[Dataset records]
-.-.-

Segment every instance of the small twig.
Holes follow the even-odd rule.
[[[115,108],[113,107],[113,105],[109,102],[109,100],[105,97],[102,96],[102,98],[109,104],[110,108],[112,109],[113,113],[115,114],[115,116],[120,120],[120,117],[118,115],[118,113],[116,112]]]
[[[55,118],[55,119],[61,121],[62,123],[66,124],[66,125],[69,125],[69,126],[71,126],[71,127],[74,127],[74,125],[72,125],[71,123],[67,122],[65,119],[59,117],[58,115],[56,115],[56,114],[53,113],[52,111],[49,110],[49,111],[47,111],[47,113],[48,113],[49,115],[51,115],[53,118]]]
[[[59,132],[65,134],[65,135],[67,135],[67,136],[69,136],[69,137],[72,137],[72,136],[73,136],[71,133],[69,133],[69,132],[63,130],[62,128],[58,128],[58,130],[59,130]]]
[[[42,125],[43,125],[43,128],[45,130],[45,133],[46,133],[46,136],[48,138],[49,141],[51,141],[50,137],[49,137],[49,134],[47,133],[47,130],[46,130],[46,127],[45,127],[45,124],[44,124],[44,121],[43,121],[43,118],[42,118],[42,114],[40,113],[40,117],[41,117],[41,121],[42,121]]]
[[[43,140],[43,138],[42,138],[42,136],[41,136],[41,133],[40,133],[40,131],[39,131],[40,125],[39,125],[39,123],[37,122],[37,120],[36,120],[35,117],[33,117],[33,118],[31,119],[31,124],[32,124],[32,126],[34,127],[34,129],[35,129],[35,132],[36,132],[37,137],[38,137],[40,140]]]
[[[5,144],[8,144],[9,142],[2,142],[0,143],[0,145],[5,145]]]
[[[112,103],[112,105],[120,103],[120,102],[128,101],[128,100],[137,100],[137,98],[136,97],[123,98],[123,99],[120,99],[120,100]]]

-.-.-

Task instructions:
Transcribe each entry precisely, missing none.

Reply:
Segment every instance of the small twig.
Holes follow the even-odd rule.
[[[115,108],[113,107],[113,105],[109,102],[109,100],[105,97],[102,96],[102,98],[109,104],[110,108],[112,109],[113,113],[115,114],[115,116],[120,120],[120,117],[118,115],[118,113],[116,112]]]
[[[55,118],[55,119],[61,121],[62,123],[66,124],[66,125],[69,125],[69,126],[71,126],[71,127],[74,127],[74,125],[72,125],[71,123],[67,122],[65,119],[59,117],[58,115],[56,115],[56,114],[53,113],[52,111],[49,110],[49,111],[47,111],[47,113],[48,113],[49,115],[51,115],[53,118]]]
[[[59,132],[65,134],[65,135],[67,135],[67,136],[69,136],[69,137],[72,137],[72,136],[73,136],[71,133],[69,133],[69,132],[63,130],[62,128],[58,128],[58,130],[59,130]]]
[[[42,125],[43,125],[43,128],[45,130],[45,133],[46,133],[46,136],[48,138],[49,141],[51,141],[50,137],[49,137],[49,134],[47,133],[47,130],[46,130],[46,127],[45,127],[45,124],[44,124],[44,121],[43,121],[43,118],[42,118],[42,114],[40,113],[40,117],[41,117],[41,121],[42,121]]]
[[[43,140],[43,138],[42,138],[42,136],[41,136],[41,133],[40,133],[40,131],[39,131],[40,125],[39,125],[39,123],[37,122],[37,120],[36,120],[35,117],[33,117],[33,118],[31,119],[31,124],[32,124],[32,126],[34,127],[34,129],[35,129],[35,132],[36,132],[37,137],[38,137],[40,140]]]
[[[5,144],[8,144],[9,142],[2,142],[0,143],[0,145],[5,145]]]
[[[112,103],[112,105],[120,103],[120,102],[128,101],[128,100],[137,100],[137,98],[136,97],[123,98],[123,99],[120,99],[120,100]]]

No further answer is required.